==== Supplied text ====
Bank of England sets new digital resilience expectations for financial market infrastructure

Wayne Scott, Regulatory Compliance Solutions Lead at NCC Group Software Resilience

In recent years, there has been a global flurry of guidance introduced to shape how the financial services industry can protect against digital threats many of which name technology escrow as a proportional solution for consideration One such example is the Bank of England’s (BoE) review of Financial Market Infrastructure (FMI) outsourcing and third-party risk management, first launched in 2019, affecting payment systems, central securities depositories, and central counterparties.

The BoE has now published new regulations that look to carry on the work started in SS2/21. It aims to mitigate the "non-cyber" related risks associated in the use of technology: Supplier failure, service deterioration and concentration risk. Essentially, the move is aimed at improving digital and operational resilience across the financial industry, and has introduced a series of measures that affected organisations will need to comply with, within a twelve-month deadline.
==== Supplied material ====
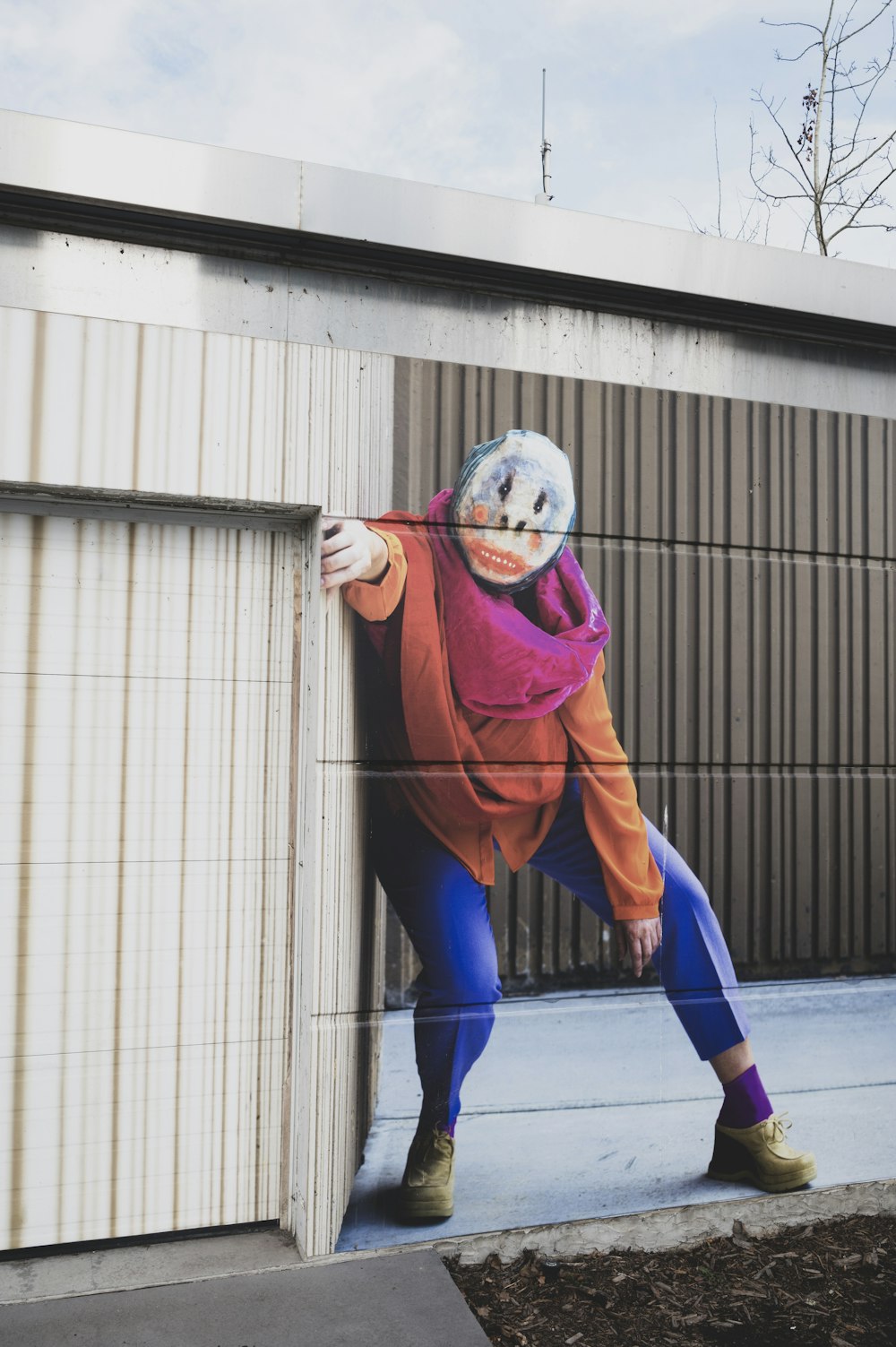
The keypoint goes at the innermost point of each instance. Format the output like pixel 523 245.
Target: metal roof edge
pixel 115 184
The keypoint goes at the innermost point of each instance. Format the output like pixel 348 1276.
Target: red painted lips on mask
pixel 495 557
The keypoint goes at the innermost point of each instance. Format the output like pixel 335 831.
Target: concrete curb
pixel 676 1227
pixel 225 1257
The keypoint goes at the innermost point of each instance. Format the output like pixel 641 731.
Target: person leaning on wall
pixel 487 669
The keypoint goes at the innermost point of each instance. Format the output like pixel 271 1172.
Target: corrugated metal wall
pixel 146 841
pixel 104 404
pixel 745 557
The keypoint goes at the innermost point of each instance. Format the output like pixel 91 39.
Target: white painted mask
pixel 513 508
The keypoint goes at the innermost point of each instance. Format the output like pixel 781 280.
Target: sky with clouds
pixel 446 93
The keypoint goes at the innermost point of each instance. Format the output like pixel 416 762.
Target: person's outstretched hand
pixel 350 551
pixel 639 939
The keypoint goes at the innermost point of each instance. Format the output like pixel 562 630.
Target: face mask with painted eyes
pixel 513 508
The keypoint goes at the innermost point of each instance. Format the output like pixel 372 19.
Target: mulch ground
pixel 831 1284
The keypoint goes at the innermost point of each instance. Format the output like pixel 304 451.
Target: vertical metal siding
pixel 745 557
pixel 146 685
pixel 116 404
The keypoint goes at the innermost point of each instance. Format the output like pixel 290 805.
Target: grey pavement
pixel 583 1106
pixel 594 1105
pixel 399 1300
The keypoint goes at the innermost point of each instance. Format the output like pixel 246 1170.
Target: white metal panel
pixel 50 155
pixel 142 284
pixel 120 406
pixel 146 690
pixel 95 403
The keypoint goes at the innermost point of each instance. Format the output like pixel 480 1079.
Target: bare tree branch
pixel 837 170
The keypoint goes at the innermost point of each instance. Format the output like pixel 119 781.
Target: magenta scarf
pixel 502 663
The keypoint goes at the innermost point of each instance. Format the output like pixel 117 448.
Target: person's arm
pixel 366 564
pixel 613 819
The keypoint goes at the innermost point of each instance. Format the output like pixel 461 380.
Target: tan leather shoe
pixel 760 1154
pixel 427 1187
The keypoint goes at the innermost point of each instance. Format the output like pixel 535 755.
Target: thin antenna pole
pixel 545 195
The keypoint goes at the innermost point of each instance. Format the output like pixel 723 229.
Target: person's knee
pixel 467 982
pixel 686 900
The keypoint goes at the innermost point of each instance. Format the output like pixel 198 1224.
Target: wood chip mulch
pixel 831 1284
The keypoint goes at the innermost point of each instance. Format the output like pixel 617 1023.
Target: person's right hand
pixel 350 551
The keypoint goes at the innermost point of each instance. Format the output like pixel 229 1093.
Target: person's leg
pixel 444 911
pixel 693 959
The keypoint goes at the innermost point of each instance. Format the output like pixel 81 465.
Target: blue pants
pixel 444 911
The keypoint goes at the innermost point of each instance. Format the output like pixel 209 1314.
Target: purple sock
pixel 745 1101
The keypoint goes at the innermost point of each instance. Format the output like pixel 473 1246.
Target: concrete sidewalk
pixel 393 1300
pixel 593 1105
pixel 586 1110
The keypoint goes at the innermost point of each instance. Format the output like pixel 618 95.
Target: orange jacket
pixel 472 779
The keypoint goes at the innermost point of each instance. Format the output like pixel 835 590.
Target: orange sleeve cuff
pixel 377 600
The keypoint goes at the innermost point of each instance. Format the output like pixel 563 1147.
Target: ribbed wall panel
pixel 144 841
pixel 103 404
pixel 744 554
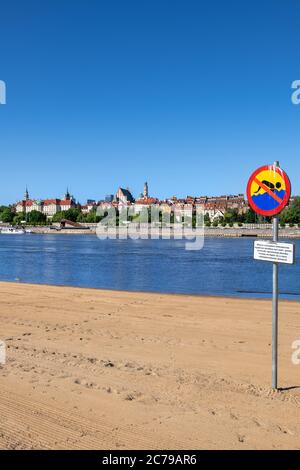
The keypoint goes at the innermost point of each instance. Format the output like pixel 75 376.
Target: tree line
pixel 290 216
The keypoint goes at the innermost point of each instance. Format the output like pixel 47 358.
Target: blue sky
pixel 188 95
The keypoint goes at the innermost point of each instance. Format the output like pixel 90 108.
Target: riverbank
pixel 261 231
pixel 100 369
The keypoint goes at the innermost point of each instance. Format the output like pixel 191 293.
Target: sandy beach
pixel 95 369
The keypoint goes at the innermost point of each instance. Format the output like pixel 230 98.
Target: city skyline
pixel 186 96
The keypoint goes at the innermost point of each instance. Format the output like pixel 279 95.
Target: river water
pixel 223 267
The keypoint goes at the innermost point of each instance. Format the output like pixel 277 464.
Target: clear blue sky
pixel 188 95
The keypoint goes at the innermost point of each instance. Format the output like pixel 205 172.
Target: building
pixel 124 196
pixel 49 207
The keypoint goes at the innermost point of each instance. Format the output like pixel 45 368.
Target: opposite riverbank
pixel 263 231
pixel 100 369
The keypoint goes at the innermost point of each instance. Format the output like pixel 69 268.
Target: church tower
pixel 146 192
pixel 67 195
pixel 26 194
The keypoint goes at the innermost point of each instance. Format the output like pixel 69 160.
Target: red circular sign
pixel 268 190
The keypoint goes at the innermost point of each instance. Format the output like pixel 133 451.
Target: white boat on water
pixel 12 231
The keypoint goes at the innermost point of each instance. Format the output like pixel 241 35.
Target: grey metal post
pixel 275 309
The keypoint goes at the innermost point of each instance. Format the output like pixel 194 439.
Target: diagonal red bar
pixel 268 190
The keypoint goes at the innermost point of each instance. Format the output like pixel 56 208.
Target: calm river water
pixel 222 267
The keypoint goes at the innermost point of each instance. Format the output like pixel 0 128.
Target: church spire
pixel 67 195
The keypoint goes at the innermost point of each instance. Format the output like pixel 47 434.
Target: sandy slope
pixel 101 369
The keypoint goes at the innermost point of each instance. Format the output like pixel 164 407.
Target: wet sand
pixel 95 369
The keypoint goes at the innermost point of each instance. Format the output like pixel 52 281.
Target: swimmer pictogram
pixel 268 190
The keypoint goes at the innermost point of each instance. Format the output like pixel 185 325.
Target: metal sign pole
pixel 275 308
pixel 275 312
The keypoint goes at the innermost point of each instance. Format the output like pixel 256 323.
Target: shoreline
pixel 154 293
pixel 100 369
pixel 227 232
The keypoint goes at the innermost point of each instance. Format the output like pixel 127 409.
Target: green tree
pixel 250 217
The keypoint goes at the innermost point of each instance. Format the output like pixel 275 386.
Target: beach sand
pixel 96 369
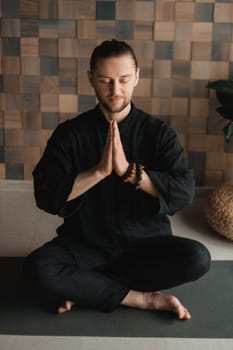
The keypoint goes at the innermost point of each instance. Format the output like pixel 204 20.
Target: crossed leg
pixel 146 301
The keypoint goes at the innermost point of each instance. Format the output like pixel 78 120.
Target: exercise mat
pixel 209 301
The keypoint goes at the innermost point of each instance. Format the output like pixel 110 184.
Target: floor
pixel 189 223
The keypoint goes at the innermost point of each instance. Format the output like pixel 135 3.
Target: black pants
pixel 150 265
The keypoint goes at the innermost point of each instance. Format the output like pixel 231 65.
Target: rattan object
pixel 219 210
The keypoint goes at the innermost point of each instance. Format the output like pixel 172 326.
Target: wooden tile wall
pixel 45 47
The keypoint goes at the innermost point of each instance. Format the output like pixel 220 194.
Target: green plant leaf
pixel 228 131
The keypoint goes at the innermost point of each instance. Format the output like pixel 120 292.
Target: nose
pixel 115 87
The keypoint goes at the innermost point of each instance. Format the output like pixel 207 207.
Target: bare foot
pixel 66 306
pixel 156 301
pixel 163 302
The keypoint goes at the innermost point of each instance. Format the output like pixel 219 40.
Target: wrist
pixel 122 172
pixel 99 174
====
▶ **To be done**
a: Duplicate the part of the Bank of England article that opens with the words containing "The BoE has" and closes with "a twelve-month deadline.".
b: Answer these questions from the Bank of England article:
(i) In what year was the review of Financial Market Infrastructure outsourcing and third-party risk management first launched?
(ii) Which three "non-cyber" related risks do the new regulations aim to mitigate?
(iii) Within what deadline will affected organizations need to comply?
The material has no role in any of this.

▶ **Outputs by task**
a:
The BoE has now published new regulations that look to carry on the work started in SS2/21. It aims to mitigate the "non-cyber" related risks associated in the use of technology: Supplier failure, service deterioration and concentration risk. Essentially, the move is aimed at improving digital and operational resilience across the financial industry, and has introduced a series of measures that affected organisations will need to comply with, within a twelve-month deadline.

b:
(i) 2019
(ii) Supplier failure, service deterioration and concentration risk
(iii) A twelve-month deadline